=== TEXT EXCERPT ===
When United first introduced its frequent flyer program the most critical aspect for management was to make certain that members would use their awards for discretionary leisure travel or gift them to family members. The biggest fear was that frequent flyers might use their award travel to offset their business travel - which kills the golden goose of revenue.

So United was shrewd enough to offer enticing travel opportunities that were just too hard to pass up, such as (1) reduced mileage redemption for two award seats in lieu of one; (2) easy availability of premium seats to popular family destinations like Honolulu, Las Vegas and Orlando; and (3) amazing service to those vacation destinations despite the fact that those routes were never as profitable as business destinations.
=== MATERIAL SUPPLIED ===
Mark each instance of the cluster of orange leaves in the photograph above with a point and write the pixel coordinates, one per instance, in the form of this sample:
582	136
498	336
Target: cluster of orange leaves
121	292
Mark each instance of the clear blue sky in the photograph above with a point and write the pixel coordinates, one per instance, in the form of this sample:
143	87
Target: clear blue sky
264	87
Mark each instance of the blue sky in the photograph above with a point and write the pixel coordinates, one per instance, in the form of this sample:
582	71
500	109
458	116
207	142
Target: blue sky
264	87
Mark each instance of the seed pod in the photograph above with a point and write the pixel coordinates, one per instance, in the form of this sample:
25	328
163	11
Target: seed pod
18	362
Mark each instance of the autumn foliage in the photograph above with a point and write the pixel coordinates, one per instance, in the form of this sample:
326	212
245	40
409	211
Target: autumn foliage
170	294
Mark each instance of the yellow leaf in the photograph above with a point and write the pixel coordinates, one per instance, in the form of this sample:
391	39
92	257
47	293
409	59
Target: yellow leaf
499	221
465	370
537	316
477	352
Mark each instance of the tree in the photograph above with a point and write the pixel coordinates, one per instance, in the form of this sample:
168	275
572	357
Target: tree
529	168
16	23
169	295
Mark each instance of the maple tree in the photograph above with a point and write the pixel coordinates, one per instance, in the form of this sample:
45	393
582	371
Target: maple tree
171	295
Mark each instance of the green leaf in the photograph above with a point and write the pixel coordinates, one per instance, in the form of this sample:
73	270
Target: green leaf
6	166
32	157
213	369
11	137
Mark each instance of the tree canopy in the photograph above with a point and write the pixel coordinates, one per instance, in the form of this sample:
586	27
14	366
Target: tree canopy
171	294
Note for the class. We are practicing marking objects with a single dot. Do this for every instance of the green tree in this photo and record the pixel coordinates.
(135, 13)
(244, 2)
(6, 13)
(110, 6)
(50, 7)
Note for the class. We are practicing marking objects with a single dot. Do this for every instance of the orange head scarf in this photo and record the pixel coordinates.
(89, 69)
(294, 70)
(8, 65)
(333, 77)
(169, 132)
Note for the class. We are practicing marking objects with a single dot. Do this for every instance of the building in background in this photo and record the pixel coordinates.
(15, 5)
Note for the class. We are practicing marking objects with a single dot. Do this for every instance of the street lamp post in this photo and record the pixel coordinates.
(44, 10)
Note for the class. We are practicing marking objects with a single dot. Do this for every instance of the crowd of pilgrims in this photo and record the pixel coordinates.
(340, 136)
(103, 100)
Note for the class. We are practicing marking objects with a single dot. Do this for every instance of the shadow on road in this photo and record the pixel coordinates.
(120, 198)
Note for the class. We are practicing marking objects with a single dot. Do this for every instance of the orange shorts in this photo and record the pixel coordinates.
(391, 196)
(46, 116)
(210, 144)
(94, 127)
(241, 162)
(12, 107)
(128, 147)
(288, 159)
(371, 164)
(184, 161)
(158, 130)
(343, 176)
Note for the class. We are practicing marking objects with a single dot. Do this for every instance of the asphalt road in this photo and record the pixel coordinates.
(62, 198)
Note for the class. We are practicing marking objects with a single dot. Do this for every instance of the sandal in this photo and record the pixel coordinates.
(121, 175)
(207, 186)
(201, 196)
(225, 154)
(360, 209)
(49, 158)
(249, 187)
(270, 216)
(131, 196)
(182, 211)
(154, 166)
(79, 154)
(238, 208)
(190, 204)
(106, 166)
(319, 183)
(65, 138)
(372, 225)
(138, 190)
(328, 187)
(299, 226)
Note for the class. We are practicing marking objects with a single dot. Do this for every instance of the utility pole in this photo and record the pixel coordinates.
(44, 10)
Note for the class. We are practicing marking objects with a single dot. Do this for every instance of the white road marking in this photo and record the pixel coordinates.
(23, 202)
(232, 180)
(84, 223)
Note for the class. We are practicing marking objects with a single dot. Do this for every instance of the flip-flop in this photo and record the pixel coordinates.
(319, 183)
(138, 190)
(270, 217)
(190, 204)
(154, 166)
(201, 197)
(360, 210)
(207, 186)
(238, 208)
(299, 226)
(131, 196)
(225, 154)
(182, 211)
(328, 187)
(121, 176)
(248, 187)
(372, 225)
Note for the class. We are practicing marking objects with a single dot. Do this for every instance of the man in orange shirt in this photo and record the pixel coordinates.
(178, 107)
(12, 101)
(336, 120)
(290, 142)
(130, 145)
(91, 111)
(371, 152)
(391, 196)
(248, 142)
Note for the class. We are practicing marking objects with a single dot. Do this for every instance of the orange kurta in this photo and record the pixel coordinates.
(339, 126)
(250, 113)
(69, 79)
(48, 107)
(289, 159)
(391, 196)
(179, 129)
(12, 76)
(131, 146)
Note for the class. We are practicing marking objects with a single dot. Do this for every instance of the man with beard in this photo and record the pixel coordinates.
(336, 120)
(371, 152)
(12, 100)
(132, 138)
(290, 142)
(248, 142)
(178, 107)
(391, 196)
===
**WORK INSTRUCTIONS**
**a.** Do the following statements agree with the passage on United's frequent flyer program? Answer yes or no for each, quoting the deciding words of the passage. (i) Management feared that members would use award travel to offset their business travel. (ii) The routes to vacation destinations were more profitable than business routes. (iii) United offered reduced mileage redemption for two award seats instead of one.
**b.** Translate this sentence from the passage on United's frequent flyer program into Spanish: "The biggest fear was that frequent flyers might use their award travel to offset their business travel - which kills the golden goose of revenue."
**c.** Rewrite the paragraph of the passage on United's frequent flyer program that begins "So United was shrewd enough" as a short list, keeping its main facts.

**SOLUTIONS TO EACH TASK**
**a.**
(i) Yes: "The biggest fear was that frequent flyers might use their award travel to offset their business travel"
(ii) No: "those routes were never as profitable as business destinations"
(iii) Yes: "reduced mileage redemption for two award seats in lieu of one"

**b.** El mayor temor era que los viajeros frecuentes pudieran usar sus viajes de premio para compensar sus viajes de negocios, lo que mata a la gallina de los huevos de oro de los ingresos.

**c.**
United offered enticing award travel opportunities:
- Reduced mileage redemption for two award seats instead of one
- Easy availability of premium seats to popular family destinations such as Honolulu, Las Vegas and Orlando
- Excellent service to those vacation destinations, even though those routes were never as profitable as business destinations